Instructions for the task: Determine how many lines in the items below contain the string "parked", treating uppercase and lowercase letters as distinct. Reply with the number alone.

Records shown:
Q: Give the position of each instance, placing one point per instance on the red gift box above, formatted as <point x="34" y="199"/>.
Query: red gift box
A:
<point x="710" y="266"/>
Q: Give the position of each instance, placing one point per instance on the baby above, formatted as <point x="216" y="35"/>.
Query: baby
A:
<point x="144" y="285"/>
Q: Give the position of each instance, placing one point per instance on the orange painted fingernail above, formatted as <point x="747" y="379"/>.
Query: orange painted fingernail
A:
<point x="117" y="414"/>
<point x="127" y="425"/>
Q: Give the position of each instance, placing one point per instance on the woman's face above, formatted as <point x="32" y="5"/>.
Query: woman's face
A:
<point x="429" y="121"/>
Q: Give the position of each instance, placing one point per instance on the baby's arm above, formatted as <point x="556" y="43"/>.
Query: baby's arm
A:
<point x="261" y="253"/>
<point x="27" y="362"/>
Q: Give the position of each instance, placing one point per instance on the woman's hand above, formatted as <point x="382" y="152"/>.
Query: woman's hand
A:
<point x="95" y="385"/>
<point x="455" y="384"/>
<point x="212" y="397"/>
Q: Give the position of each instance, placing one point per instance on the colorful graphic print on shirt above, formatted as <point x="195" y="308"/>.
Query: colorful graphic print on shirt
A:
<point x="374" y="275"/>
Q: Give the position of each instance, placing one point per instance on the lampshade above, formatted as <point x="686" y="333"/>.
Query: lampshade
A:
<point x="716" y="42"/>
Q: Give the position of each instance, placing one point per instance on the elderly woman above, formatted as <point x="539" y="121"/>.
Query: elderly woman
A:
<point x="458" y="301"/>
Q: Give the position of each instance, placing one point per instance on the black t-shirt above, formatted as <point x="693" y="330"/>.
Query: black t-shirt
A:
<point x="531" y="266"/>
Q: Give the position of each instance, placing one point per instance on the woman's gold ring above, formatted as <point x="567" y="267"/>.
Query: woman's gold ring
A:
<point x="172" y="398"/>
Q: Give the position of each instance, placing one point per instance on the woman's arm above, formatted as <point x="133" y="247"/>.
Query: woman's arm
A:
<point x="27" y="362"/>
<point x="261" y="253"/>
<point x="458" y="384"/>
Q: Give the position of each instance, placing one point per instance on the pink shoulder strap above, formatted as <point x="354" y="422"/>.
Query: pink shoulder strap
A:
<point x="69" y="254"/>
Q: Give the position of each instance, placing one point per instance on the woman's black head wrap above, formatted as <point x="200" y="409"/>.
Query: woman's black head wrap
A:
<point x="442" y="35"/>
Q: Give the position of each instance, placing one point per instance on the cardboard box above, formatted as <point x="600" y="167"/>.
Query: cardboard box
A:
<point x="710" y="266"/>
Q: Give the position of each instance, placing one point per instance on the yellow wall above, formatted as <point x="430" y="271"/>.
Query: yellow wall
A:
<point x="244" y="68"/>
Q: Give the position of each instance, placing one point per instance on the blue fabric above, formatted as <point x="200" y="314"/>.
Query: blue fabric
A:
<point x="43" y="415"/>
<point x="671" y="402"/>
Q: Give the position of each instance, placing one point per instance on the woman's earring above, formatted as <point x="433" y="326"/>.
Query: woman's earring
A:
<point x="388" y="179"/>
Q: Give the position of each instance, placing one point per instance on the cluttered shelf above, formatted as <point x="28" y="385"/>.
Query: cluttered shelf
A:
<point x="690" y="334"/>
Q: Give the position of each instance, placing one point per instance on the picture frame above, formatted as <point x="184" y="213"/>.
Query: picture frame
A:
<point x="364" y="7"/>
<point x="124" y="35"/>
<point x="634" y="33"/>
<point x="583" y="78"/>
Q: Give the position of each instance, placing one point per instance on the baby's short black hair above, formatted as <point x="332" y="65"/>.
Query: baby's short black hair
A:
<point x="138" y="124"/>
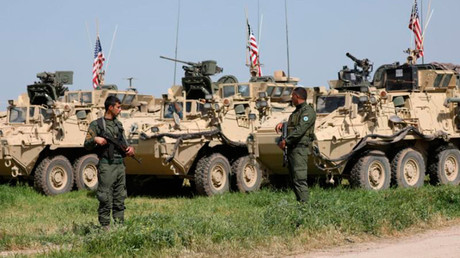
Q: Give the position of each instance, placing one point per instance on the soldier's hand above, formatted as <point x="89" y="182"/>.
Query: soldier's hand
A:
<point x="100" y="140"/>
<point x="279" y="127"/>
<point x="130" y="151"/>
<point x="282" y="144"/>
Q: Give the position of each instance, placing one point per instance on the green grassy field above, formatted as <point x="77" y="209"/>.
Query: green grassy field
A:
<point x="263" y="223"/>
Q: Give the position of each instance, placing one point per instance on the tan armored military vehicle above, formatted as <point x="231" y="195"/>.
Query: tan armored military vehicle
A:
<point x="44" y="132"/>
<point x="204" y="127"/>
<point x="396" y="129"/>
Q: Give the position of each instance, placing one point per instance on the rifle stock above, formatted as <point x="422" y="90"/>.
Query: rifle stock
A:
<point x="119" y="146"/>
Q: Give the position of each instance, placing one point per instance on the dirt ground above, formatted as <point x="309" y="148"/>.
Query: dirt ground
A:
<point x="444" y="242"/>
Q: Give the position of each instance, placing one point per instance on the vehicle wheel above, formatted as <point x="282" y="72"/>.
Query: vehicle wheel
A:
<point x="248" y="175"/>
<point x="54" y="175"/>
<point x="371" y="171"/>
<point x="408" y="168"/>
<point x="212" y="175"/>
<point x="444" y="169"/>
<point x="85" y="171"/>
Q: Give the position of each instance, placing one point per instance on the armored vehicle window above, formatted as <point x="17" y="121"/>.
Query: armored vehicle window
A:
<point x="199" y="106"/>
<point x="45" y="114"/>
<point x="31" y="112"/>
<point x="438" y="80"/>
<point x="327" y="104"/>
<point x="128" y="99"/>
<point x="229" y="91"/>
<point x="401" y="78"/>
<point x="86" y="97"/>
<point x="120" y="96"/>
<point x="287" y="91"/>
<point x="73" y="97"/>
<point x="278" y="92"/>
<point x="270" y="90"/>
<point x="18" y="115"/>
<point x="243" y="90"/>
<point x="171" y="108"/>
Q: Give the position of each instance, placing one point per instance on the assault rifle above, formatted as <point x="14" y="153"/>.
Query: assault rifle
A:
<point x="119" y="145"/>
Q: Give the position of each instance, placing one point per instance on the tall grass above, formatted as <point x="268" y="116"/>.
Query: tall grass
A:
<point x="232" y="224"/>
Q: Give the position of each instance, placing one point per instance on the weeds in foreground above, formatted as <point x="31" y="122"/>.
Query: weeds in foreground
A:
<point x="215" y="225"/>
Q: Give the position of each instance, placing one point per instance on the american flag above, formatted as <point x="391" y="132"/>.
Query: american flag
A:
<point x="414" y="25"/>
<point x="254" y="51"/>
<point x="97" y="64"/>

==

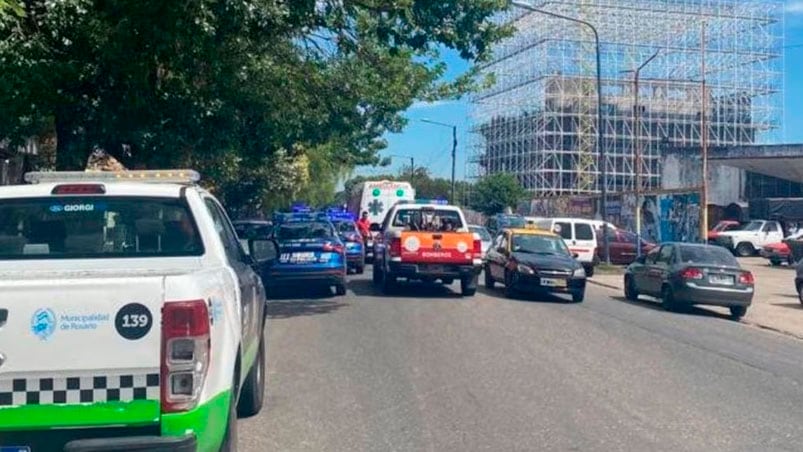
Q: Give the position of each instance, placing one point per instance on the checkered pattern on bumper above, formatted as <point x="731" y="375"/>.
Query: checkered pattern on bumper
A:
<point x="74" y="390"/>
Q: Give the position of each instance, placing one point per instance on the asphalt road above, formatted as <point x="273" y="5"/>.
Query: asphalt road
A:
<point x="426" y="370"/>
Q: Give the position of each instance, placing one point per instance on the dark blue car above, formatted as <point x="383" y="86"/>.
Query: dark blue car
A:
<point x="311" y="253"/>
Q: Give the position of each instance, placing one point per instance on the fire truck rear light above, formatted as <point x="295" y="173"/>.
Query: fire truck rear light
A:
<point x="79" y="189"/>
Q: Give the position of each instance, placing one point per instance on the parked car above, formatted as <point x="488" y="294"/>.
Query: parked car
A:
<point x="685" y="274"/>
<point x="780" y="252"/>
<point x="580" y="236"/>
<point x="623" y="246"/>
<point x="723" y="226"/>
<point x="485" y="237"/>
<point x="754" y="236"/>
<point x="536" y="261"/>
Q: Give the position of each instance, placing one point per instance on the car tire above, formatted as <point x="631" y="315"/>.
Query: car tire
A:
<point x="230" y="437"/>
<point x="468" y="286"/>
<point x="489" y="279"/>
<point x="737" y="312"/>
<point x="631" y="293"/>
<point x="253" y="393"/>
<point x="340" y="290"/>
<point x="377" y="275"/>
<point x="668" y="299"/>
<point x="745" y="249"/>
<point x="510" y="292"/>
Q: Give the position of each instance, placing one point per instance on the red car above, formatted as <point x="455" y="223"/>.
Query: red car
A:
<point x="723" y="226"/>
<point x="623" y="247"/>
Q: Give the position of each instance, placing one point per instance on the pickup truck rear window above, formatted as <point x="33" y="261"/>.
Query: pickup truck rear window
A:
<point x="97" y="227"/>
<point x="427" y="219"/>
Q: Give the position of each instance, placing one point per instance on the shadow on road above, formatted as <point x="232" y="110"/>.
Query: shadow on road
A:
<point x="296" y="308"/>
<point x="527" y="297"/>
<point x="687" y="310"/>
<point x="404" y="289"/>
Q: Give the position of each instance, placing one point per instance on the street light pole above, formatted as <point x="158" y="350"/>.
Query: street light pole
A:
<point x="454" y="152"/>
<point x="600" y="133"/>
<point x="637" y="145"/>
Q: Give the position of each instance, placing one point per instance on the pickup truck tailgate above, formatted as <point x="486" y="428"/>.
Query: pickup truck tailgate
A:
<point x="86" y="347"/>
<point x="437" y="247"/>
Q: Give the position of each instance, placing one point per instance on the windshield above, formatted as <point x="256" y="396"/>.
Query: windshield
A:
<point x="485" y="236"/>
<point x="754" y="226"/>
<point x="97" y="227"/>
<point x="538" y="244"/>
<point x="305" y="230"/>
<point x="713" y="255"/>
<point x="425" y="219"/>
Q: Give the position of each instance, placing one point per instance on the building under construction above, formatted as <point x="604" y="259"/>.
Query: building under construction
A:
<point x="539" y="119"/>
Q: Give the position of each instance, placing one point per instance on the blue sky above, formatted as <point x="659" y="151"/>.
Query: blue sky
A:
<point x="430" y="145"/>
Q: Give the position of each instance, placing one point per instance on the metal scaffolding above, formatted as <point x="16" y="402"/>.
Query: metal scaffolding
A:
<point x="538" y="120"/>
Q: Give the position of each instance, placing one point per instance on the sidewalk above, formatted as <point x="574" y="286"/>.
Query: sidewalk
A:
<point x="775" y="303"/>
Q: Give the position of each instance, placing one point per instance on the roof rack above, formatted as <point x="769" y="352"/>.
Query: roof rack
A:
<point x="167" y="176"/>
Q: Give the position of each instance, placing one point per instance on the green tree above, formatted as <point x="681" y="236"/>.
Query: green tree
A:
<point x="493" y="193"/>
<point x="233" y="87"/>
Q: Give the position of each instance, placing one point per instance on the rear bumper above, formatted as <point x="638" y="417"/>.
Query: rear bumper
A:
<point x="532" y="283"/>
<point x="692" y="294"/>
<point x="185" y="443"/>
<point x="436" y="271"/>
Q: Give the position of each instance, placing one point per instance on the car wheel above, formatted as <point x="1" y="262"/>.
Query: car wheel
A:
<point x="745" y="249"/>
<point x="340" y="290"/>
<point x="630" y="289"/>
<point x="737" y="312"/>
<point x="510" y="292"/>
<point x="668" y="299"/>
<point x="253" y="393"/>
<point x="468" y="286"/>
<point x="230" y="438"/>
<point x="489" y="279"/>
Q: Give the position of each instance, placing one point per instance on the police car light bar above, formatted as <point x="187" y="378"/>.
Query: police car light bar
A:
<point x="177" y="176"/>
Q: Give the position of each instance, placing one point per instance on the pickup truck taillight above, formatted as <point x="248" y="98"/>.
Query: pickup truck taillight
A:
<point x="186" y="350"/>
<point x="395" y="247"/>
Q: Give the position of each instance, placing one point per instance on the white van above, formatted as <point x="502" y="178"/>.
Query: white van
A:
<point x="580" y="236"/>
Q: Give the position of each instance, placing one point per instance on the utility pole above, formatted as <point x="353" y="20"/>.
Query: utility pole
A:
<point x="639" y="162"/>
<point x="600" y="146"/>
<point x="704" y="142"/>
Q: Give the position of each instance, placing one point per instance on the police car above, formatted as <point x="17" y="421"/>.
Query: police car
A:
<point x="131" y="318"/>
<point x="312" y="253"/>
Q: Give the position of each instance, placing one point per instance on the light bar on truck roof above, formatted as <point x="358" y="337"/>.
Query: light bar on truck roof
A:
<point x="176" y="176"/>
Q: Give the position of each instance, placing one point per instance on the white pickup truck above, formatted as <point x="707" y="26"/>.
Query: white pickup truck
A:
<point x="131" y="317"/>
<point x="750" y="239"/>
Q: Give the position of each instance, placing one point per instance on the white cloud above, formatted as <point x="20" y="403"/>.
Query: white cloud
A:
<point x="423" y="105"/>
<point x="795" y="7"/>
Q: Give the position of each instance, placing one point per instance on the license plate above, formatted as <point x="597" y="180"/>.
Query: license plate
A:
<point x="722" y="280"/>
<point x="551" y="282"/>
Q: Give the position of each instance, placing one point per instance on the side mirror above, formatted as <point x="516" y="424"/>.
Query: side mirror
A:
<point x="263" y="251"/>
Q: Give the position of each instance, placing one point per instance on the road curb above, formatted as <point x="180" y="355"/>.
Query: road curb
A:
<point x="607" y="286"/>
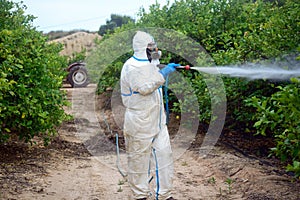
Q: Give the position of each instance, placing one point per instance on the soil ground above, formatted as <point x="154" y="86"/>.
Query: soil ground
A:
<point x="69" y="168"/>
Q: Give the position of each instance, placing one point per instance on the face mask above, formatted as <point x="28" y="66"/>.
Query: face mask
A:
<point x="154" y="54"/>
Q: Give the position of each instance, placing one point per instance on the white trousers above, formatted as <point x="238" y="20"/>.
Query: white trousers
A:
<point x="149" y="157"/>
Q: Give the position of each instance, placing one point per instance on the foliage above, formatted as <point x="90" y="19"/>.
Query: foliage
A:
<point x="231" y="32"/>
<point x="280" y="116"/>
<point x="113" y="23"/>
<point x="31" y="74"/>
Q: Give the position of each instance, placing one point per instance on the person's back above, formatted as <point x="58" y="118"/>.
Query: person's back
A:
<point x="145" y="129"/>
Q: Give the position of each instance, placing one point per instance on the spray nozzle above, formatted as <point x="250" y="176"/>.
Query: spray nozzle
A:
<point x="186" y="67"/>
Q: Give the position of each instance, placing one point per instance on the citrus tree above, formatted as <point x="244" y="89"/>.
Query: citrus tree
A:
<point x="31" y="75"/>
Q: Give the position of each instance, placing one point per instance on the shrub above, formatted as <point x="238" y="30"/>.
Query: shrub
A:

Written answer: 2